• **WHAT IS ASKED**
Starting at the line that contains "Objective — one dot per instance of the car" and ending at the close of the listing, reproduce every line, requests included, with each number in the answer coordinates shifted up by 48. Leave the pictures out.

• **DATA FOR THE TASK**
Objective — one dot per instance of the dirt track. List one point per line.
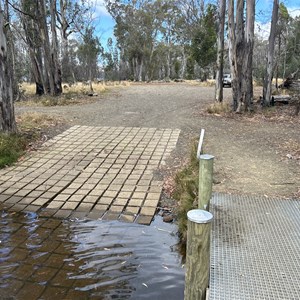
(251, 156)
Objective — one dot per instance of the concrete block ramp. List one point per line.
(95, 172)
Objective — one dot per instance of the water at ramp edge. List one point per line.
(53, 259)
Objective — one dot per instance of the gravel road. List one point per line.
(249, 157)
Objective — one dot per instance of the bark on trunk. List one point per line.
(248, 61)
(33, 42)
(220, 54)
(54, 50)
(49, 64)
(7, 116)
(183, 63)
(267, 89)
(66, 70)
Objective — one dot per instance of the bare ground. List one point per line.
(253, 155)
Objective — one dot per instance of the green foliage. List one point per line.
(11, 148)
(88, 53)
(186, 191)
(204, 42)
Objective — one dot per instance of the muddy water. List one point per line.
(52, 259)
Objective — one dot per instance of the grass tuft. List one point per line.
(12, 146)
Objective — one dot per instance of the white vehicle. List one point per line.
(227, 80)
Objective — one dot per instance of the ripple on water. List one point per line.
(106, 260)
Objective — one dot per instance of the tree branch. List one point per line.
(20, 11)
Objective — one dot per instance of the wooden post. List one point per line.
(197, 254)
(206, 164)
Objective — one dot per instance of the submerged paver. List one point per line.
(255, 251)
(85, 168)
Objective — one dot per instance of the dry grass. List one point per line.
(207, 83)
(219, 108)
(34, 121)
(78, 88)
(30, 128)
(74, 94)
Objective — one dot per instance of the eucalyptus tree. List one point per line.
(88, 54)
(7, 116)
(267, 89)
(204, 39)
(71, 18)
(240, 42)
(220, 49)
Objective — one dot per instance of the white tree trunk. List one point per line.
(267, 90)
(220, 54)
(248, 61)
(7, 116)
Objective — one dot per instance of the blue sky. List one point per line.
(105, 24)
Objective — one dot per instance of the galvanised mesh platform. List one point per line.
(255, 251)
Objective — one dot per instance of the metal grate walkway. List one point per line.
(255, 251)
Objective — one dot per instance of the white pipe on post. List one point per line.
(197, 254)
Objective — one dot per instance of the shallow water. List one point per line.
(52, 259)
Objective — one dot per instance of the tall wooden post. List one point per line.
(206, 164)
(7, 116)
(198, 254)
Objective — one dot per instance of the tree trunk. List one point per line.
(220, 54)
(7, 116)
(267, 89)
(54, 50)
(183, 63)
(248, 61)
(66, 70)
(49, 67)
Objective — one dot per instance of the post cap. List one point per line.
(199, 216)
(206, 156)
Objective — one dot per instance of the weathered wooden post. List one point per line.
(198, 254)
(206, 164)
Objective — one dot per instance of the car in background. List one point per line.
(227, 80)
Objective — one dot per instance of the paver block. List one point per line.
(63, 214)
(135, 202)
(144, 220)
(131, 210)
(85, 207)
(116, 209)
(127, 218)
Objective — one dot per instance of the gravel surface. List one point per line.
(250, 156)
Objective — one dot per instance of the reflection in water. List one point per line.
(53, 259)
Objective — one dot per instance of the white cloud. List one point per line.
(262, 30)
(100, 8)
(294, 11)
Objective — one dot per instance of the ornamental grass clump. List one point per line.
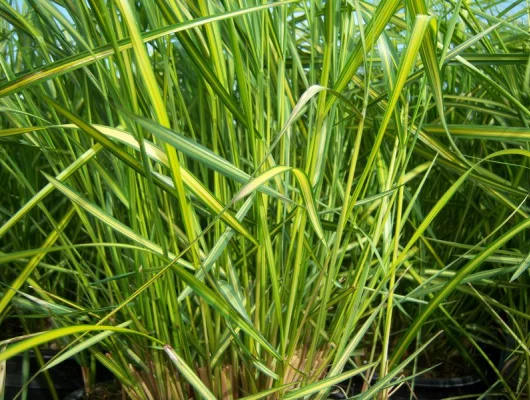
(239, 199)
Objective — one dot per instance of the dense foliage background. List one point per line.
(229, 198)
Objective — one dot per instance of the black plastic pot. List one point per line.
(65, 376)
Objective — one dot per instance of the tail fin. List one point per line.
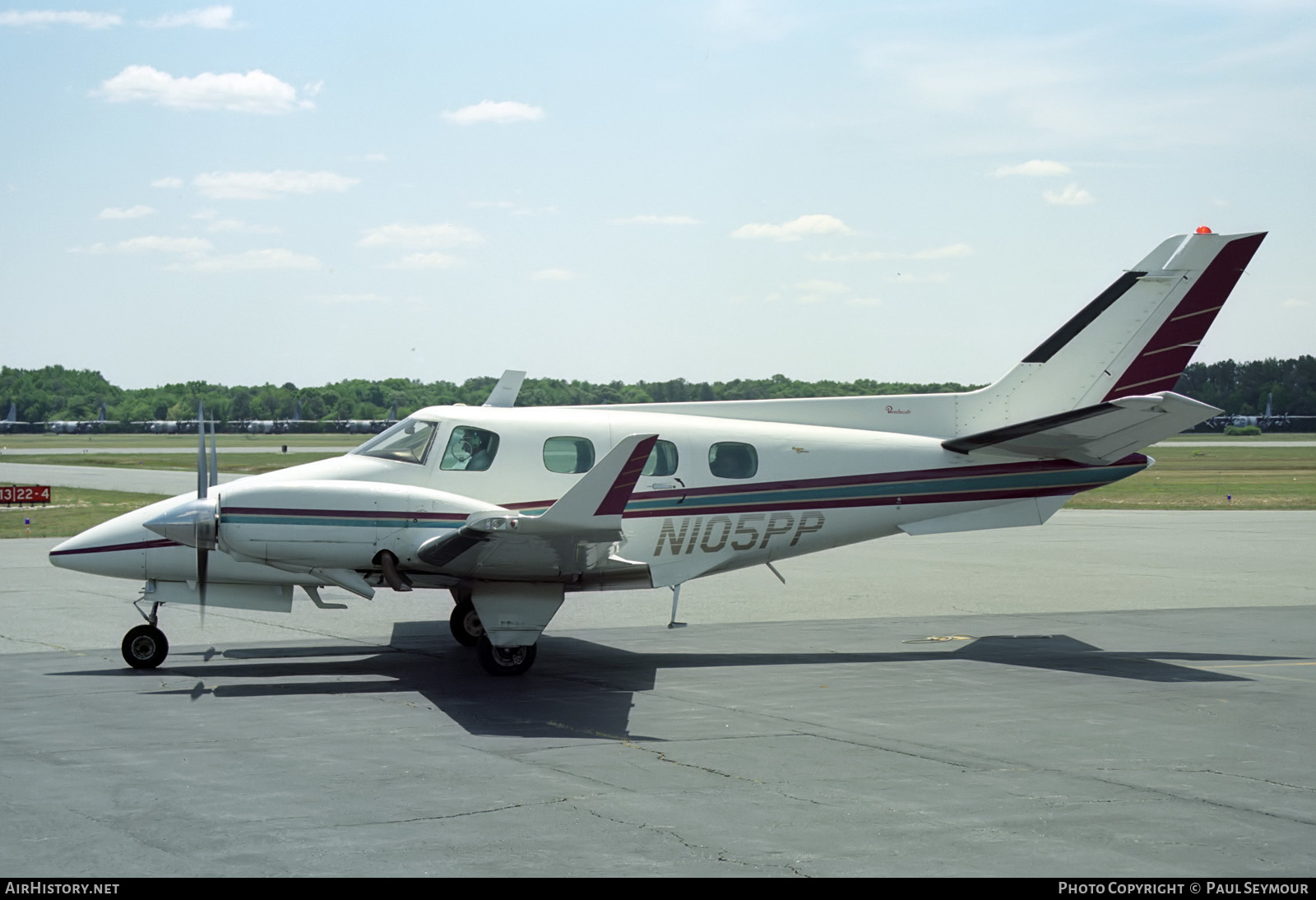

• **RESPONSE TO THIS TASK**
Objective — one dot per instance of the car in background. List one point per line.
(275, 128)
Objective — one dot per instance of the paver block. List one point per line.
(111, 262)
(183, 250)
(192, 268)
(179, 258)
(133, 255)
(164, 257)
(175, 266)
Objective — one dot per instance of the gravel surface. List one point per line.
(298, 204)
Objective — one dot per instance of the reflection in water. List one point per line.
(101, 307)
Objective — one dot per instance of the white cloud. List one point per line.
(310, 78)
(148, 56)
(342, 59)
Objective — one dot per instance of the ornamental grass clump. List one point per line.
(287, 247)
Objective — one dot per instance of the dense foliage background. List one point per line.
(277, 246)
Objective — one dot per instance of the black plastic pot. List one point per line.
(113, 424)
Objective — one dot per instance of the tail fin. List one point per line.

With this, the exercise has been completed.